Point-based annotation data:
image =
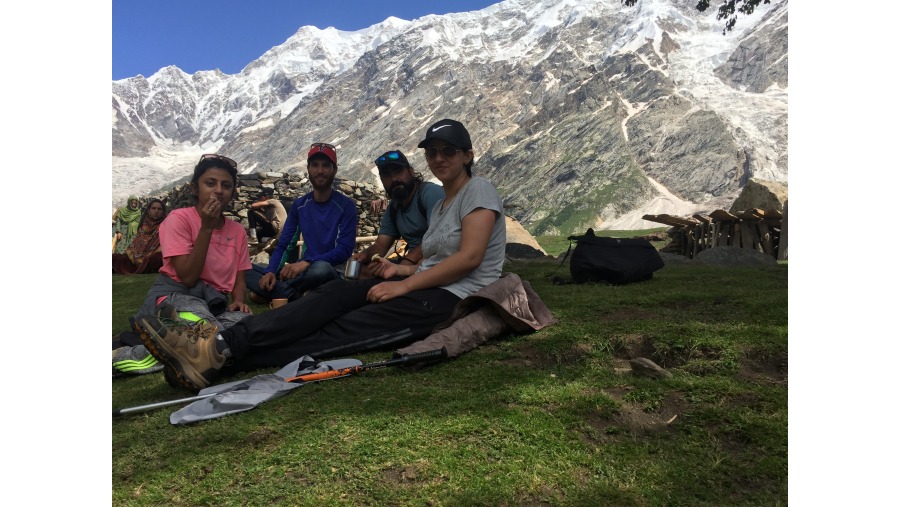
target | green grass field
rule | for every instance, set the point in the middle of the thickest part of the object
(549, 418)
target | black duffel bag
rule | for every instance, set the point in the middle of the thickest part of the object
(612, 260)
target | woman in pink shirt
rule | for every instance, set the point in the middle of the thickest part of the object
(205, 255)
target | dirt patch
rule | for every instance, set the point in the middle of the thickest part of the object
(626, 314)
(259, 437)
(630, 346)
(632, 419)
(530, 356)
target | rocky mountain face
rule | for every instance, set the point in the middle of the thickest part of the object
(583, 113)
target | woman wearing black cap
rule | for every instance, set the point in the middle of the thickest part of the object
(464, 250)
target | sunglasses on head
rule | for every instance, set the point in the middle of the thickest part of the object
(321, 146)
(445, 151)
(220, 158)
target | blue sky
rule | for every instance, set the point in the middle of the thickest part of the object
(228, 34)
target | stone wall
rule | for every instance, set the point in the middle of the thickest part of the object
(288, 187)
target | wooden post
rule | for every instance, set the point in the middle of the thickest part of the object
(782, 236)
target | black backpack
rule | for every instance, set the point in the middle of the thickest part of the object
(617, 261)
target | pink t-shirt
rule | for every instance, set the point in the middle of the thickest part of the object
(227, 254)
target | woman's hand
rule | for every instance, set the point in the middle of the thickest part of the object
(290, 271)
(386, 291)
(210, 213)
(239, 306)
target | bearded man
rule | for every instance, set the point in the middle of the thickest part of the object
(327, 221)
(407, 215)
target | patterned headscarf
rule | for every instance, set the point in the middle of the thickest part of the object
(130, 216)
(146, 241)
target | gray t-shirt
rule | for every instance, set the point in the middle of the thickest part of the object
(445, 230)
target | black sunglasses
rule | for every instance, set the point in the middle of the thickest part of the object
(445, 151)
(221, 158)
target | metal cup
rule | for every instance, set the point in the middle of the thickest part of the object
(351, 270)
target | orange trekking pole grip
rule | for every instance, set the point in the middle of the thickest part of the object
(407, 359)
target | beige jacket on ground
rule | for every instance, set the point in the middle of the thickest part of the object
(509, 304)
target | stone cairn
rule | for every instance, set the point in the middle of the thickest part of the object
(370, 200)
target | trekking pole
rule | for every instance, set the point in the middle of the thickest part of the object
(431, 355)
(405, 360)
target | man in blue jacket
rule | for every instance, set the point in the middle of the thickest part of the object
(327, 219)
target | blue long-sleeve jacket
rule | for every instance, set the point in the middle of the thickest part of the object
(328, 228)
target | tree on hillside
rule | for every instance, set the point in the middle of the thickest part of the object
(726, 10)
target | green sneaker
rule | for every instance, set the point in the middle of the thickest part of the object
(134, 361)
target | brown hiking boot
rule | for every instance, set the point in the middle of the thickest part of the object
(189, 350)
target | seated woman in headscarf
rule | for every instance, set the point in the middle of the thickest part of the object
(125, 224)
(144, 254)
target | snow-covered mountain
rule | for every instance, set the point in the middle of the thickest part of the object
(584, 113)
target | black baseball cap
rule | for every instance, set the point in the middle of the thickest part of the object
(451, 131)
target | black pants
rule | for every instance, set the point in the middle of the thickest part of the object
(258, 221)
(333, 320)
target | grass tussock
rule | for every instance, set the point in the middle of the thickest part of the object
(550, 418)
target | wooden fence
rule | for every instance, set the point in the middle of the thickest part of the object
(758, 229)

Prompt: Rewrite all the rows above as a two-column CSV headed "prompt" and "points", with one line for each row. Put each row's text and its answer in their own quoted fields, replace line breaks with spaces, and leave the pictures out.

Result of this task:
prompt,points
"image = target | green grass field rule | for every instance, set the point in the middle of the thickest part of the object","(549, 418)"
"target | black duffel bag rule | for every instance, set the point in the middle of the thickest part of the object","(612, 260)"
"target | woman in pink shirt rule | for every instance, set the point in the middle of the thickest part of the object","(205, 255)"
"target | dirt patch rule | for every instance, set the point in the middle of the thickest part of the object","(626, 314) (259, 437) (630, 346) (632, 419) (530, 356)"
"target | rocky mountain face rule | for every instance, set the point in the middle of the thickest part of the object","(583, 113)"
"target | woman wearing black cap rule | for every instance, set the point in the middle of the thickest part of the object","(464, 250)"
"target | sunglasses on head rule | for every instance, set the point in the middle of the thickest part of the object","(321, 146) (445, 151) (220, 158)"
"target | blue sky rule | for every instance, set the point in the middle of the thickest part of the object","(228, 34)"
"target | stone wall rule | for every instance, set the point in the middle of the thickest part of the object","(288, 187)"
"target | wooden post rule | for every instance, set the point in the middle of the thickest part of the object","(782, 236)"
"target | black backpack rule | for every instance, set the point in the middle of the thickest part of the object","(617, 261)"
"target | pink t-shirt rule | for every instance, set the point in the middle of the thickest part of the object","(227, 254)"
"target | woman's hand rule | for every instance, set the point in the middle of the thickest part of the object","(290, 271) (386, 291) (210, 213) (239, 306)"
"target | bearded man rule | for every instance, set the point in the middle of the thickest part of the object","(327, 221) (407, 215)"
"target | patterned headscarf rule | for every instance, set the point in the middle of the thickest part of the object","(130, 216) (146, 241)"
"target | gray t-shirt rule | for every instance, set the point in the middle of the thickest part of the object","(445, 230)"
"target | black sunglasses rule | for every instance, set the point in the middle of the thickest part of the object","(445, 151) (221, 158)"
"target | metal cup rule | for every instance, set the point in the middle of the thickest part of the object","(351, 270)"
"target | orange trekking pole grip rule | for every instance, set the point in the middle of the thickest part of the object","(407, 359)"
"target | beige jacket on ground rule | for every instance, set the point in the middle of the thickest part of the object","(509, 304)"
"target | stone cairn rule | for every instance, set the point in the middle of the thickest part of the object","(370, 200)"
"target | trekking pole rule | for every instance, set the point in the middle of the thickest part of the object","(431, 355) (405, 360)"
"target | man in blue jacket rule | for every instance, set the point in the middle of the thickest part of the object","(327, 219)"
"target | blue long-sleeve jacket rule | for every instance, set the point in the middle of the thickest part of the object","(328, 228)"
"target | tree on hillside rule | for every instance, set the point in the middle of the thickest part of the object","(726, 10)"
"target | green sneaker rule | for every instance, set the point in the middle of the thickest part of the object","(134, 361)"
"target | brown hiking boot rule | for every instance, set the point in the middle of the thickest part of the object","(189, 350)"
"target | seated woman in headscarf rule | for every instance, set the point in the middle of the thickest part of the object","(125, 224) (144, 254)"
"target | snow-covered mountain rule | for every instance, set the point in the middle of the thickest part of the object","(584, 113)"
"target | black baseball cap rule | for every instance, set the point in the middle of the thickest part of the object","(451, 131)"
"target | black pants rule | for every instance, set the point in the middle of the thickest part of the object","(258, 221) (333, 320)"
"target | grass tussock rule | for every instance, set the point in the middle of the thickest part of the object","(550, 418)"
"target | wooden fence rule | for every instance, set the point in the middle of the thickest part of the object","(758, 229)"